→ Requirement: Repeat the following lines exactly and nothing else: the line containing "Target: grass lawn" and each line after it through the end of the listing.

Source data Start Marker

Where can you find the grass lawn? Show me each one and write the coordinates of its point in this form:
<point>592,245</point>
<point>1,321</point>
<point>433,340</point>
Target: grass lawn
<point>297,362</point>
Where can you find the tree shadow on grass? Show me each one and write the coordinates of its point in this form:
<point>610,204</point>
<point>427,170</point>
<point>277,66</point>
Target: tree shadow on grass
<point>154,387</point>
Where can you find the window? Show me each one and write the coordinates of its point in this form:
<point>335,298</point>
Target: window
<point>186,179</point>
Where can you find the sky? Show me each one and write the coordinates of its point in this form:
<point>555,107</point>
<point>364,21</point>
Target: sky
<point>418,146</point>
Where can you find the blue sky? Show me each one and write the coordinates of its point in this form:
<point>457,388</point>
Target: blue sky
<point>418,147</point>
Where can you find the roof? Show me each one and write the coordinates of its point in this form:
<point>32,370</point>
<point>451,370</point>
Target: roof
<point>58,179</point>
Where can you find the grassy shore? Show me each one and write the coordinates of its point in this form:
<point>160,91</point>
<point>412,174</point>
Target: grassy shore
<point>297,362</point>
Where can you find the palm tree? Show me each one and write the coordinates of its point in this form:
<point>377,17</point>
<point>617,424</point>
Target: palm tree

Source data End Marker

→ Problem solution:
Target: grass lawn
<point>297,362</point>
Where can you find the tree shadow on grass? Show me each one and write the coordinates of its point in this form:
<point>610,204</point>
<point>427,170</point>
<point>277,66</point>
Target: tree shadow on grass
<point>154,387</point>
Where can you find the window? Show me each one and write the coordinates of its point in this form:
<point>335,298</point>
Target: window
<point>186,179</point>
Where can you find the sky? Show me each one and write the coordinates of its point in this form:
<point>555,107</point>
<point>364,21</point>
Target: sky
<point>418,146</point>
Where can you find the blue sky? Show me each one and write the coordinates of its point in this form:
<point>457,388</point>
Target: blue sky
<point>418,147</point>
Where can you find the roof? Show me each one and write the coordinates of its point in this form:
<point>32,370</point>
<point>451,370</point>
Target: roof
<point>58,179</point>
Where can you find the grassy shore? Show me each one and write the coordinates of its point in this form:
<point>160,91</point>
<point>412,174</point>
Target: grassy shore
<point>297,362</point>
Where can you find the palm tree? Show me each one and write the coordinates of its point in this form:
<point>377,17</point>
<point>617,424</point>
Target: palm tree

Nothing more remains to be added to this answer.